- TASK BRIEF:
Extend the text on Richelieu's 1641 political ballet, picking up right after its final sentence.

──────── PROVIDED PASSAGE ────────

1.1 Cardinal Richelieu’s final grand political ballet, the 1641 Ballet de le prospérité des armes de la France, introduced the marvels of Italian theatrical design and stage machinery for visible set-changes to the court of Louis XIII in a magnificent celebration of his political and dynastic triumphs of the past year. After several years of military failures against the Spanish and Imperial forces, the year 1640 saw some significant French victories, several at the hands of Richelieu’s commanders. These victories provided the subject matter and dramatic sets for the second and third acts of the ballet. The Alps, representing Italy, opened to reveal the French and Spanish tents, siege works, and defenses of Casale, the site of Henry de Lorraine (1601–66) Count of Harcourt’s victory over the Spanish. This scene then transformed into Arras, where Marshals Châtillon and La Meilleraye had laid a successful siege against this important border town, which capitulated in the summer of 1640. In both scenes the ballet’s entries focused on the victorious French. In the first, the French vanquished the Spanish, while in the second, Flamands with pots of beer welcomed the French victors into the city. The third battlefront depicted in the ballet transformed the stage from land to seascape and commemorated the Marquis of Brézé’s [Jean-Armand Maillé-Brézé (1619–46)] defeat of Spanish naval forces in Cadiz, enacting the fiery demise of Spanish galleons at the hands of the French navy.

──────── ITEMS ────────

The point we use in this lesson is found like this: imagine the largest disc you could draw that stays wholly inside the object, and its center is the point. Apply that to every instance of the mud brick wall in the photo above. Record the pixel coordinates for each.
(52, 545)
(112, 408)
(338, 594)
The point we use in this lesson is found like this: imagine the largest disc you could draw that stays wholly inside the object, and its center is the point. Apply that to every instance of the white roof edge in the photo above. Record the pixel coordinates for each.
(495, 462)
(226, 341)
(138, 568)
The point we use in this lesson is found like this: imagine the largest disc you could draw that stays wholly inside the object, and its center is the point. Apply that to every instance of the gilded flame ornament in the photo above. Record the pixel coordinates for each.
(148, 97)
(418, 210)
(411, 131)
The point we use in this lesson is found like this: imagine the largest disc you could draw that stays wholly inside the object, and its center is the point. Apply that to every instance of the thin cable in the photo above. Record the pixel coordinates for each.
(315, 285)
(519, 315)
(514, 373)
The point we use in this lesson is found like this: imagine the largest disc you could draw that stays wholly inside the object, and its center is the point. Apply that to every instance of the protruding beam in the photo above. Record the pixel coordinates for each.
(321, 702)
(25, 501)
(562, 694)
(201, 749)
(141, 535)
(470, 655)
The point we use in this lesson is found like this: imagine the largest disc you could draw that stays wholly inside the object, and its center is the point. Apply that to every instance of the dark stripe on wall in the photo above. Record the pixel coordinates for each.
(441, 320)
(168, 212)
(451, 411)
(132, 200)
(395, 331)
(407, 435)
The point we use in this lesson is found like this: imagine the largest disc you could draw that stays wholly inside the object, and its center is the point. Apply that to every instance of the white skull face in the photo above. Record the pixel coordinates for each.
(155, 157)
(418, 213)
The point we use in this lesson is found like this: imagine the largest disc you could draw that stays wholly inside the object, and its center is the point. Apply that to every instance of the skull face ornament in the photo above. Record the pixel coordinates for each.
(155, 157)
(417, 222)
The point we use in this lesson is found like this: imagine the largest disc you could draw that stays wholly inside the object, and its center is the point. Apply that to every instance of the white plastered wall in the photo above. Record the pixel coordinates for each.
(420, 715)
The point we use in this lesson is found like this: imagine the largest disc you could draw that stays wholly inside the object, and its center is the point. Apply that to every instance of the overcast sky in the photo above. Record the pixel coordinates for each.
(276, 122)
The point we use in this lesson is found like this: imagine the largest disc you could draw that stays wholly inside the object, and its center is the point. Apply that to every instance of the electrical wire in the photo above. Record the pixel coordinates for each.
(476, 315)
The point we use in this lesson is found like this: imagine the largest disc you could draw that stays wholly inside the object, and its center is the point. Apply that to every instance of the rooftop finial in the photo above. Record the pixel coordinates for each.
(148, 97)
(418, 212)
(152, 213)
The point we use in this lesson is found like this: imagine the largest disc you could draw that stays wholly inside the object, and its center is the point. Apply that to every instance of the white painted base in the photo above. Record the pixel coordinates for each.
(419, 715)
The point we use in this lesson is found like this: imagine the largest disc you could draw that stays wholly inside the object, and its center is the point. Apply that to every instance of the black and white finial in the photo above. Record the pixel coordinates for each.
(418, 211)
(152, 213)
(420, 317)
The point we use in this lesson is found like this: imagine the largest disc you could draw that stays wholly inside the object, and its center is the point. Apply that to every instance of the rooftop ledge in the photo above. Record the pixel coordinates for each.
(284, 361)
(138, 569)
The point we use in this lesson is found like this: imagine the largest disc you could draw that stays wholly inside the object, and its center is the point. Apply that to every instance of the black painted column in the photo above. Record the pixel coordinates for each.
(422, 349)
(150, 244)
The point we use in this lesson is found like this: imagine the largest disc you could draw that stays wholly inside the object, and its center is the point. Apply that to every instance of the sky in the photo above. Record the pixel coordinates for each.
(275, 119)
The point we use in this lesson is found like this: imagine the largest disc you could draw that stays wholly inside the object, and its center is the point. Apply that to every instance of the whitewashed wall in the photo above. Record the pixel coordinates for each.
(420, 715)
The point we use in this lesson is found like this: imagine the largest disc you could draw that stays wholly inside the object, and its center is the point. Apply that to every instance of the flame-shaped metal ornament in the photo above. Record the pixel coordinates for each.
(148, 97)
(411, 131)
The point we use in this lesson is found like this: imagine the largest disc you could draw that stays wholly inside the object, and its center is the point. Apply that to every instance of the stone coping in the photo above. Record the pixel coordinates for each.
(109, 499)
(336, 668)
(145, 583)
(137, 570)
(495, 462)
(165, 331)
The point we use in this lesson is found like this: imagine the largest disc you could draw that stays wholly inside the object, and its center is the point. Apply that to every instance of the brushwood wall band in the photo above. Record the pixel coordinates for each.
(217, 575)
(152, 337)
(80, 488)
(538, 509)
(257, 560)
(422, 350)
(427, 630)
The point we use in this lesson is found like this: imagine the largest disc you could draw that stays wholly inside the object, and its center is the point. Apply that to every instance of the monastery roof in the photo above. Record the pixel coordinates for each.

────────

- ANSWER TO THIS EXERCISE:
1.2 Each set-change took place in front of the spectators and was calculated to inspire awe and admiration, not just for the theatrical technology, but also for the French victories that unfolded before the spectators’ eyes. Richelieu’s new theater in the Palais Cardinal, constructed by a team of Italians recruited by Cardinal Mazarin, then one of Richelieu’s trusted envoys, allowed for perspectival grandeur and scenic wonders. It also inaugurated a new level of separation between audience and spectators in court ballet. In earlier ballets the dancers had approached the audience and danced in the center of the room as well as on the stage area at the back of the hall, but in Prospérité the dancers were contained within the proscenium arch. The audience was not only separated from the stage action but also invited to observe a second focal point, as the cardinal and his royal guests sat alone in the center of the hall, in the prime viewing spot from which all the sets and machines appeared to their best advantage.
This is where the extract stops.